§ **Tasks to complete**:
a: According to the agroecology passage, why does Gliessmann say ecosystem processes and functions should guide the redesign of agricultural systems?
b: In the agroecology passage, what hinders the transition toward sustainable agriculture?
c: Render this sentence from the agroecology passage in Spanish: "Today agroecology is still a niche phenomenon, at least in industrialised countries."

§ **Page excerpt**:
--

Today agroecology is still a niche phenomenon, at least in industrialised countries. Even if a transition towards sustainable agriculture is urgently needed, path dependencies and missing or slow policy measures hinder its implementation. However, even if these social challenges can be overcome, the conversion of agriculture from a high input monoculture management system to a diversified system with low external inputs [72] requires a comprehensive framework [73]. Gliessmann describes the necessity to use ecosystem processes and functions as guidelines for the redesign of agricultural systems since a mere substitution of external inputs with biological means and increasing efficiency are not sufficient to attain sustainability [71]. Reijntjes et al. have suggested the use of the following set of ecological principles [74]:
  • Enhance recycling of biomass and optimizing nutrient availability and balancing nutrient flow;
  • securing favorable soil conditions for plant growth, particularly by managing organic matter and enhancing soil biotic activity;
  • minimizing losses due to flows of solar radiation, air, and water by way of microclimate management, water harvesting, and soil management through increased soil cover;
  • species and genetic diversification of the agroecosystem in time and space; and
  • enhance beneficial biological interactions and synergisms among agrobiodiversity components, thus resulting in the promotion of key ecological processes and services.

--

§ **Recorded information**:
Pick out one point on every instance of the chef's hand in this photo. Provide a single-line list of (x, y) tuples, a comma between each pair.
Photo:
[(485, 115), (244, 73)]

--

§ **Results for each task**:
a: Substituting biological means for external inputs and increasing efficiency are not enough to attain sustainability. Redesigning agricultural systems therefore requires ecosystem processes and functions as guidelines.

b: Path dependencies and missing or slow policy measures.

c: Hoy en día, la agroecología sigue siendo un fenómeno de nicho, al menos en los países industrializados.